### STORED ROWS ###

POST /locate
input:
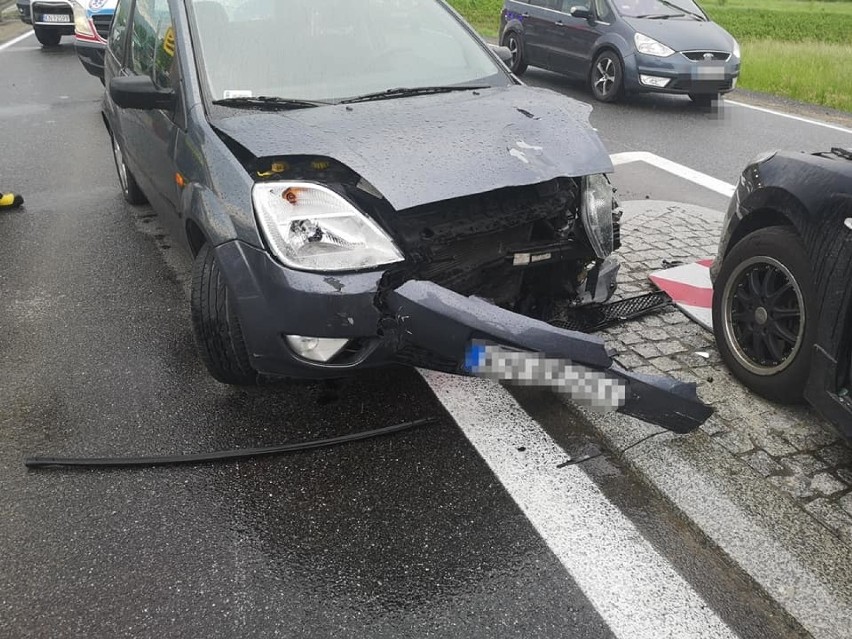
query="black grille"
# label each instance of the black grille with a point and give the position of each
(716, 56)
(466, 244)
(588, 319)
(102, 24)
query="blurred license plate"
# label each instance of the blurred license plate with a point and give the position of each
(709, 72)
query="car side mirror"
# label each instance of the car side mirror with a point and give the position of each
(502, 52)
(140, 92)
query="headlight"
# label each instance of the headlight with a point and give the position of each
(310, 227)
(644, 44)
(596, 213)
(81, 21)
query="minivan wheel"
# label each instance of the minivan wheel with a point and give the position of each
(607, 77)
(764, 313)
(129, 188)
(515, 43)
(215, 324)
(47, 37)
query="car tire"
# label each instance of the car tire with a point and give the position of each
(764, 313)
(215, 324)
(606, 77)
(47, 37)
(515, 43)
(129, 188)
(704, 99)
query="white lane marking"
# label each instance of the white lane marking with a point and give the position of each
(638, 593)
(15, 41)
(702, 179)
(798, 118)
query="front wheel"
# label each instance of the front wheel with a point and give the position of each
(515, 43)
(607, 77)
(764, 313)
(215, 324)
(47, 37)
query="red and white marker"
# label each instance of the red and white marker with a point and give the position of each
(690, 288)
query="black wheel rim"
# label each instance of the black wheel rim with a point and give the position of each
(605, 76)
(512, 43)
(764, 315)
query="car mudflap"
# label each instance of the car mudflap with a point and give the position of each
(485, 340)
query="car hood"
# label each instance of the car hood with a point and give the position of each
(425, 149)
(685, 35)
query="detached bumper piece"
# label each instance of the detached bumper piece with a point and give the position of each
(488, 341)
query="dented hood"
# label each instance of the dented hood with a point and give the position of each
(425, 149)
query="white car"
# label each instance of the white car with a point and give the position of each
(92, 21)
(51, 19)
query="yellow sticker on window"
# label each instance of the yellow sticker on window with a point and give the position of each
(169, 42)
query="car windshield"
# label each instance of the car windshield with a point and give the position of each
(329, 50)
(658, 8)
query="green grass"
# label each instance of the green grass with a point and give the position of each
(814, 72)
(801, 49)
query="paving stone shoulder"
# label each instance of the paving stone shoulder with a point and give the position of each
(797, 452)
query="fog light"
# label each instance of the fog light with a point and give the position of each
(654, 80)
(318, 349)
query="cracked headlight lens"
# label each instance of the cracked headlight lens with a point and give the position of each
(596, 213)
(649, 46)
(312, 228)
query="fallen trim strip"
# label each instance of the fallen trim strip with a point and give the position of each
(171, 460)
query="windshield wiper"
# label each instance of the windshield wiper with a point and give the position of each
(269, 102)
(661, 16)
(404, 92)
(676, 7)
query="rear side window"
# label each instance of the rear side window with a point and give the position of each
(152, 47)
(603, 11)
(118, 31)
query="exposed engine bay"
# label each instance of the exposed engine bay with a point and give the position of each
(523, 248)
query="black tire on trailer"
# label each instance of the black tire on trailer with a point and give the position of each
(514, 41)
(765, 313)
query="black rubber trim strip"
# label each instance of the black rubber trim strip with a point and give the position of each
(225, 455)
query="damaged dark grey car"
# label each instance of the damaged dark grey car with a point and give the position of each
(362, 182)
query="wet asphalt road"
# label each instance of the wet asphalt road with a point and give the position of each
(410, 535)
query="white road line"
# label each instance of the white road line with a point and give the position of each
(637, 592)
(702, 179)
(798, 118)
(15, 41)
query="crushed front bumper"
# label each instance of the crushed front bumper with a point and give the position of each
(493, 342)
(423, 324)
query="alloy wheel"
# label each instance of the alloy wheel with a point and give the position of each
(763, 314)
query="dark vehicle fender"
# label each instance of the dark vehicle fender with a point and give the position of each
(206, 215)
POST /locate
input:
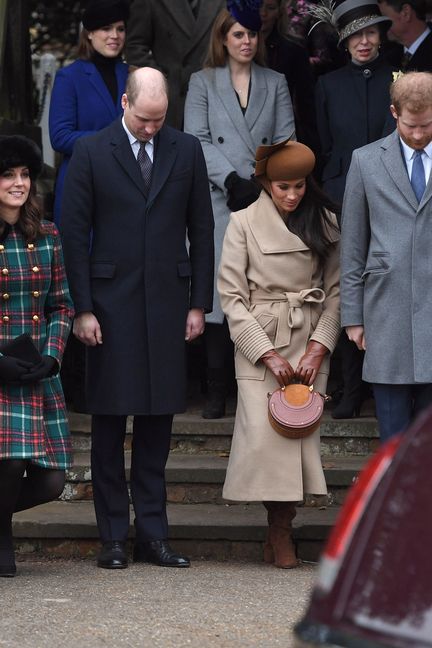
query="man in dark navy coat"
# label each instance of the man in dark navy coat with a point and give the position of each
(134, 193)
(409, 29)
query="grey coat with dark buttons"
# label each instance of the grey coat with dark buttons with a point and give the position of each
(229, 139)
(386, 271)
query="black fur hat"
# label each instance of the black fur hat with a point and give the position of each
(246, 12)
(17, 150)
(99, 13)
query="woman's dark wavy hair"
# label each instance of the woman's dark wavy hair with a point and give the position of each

###

:: REQUIRED TASK ::
Return each line from the items above that contains the string "road".

:: COMPLETE OUTPUT ::
query="wet asphalt road"
# label each instance of the wet asphalt road with a point and give the position of each
query="white road line"
# label each instance of the white road line with a point and give the position of each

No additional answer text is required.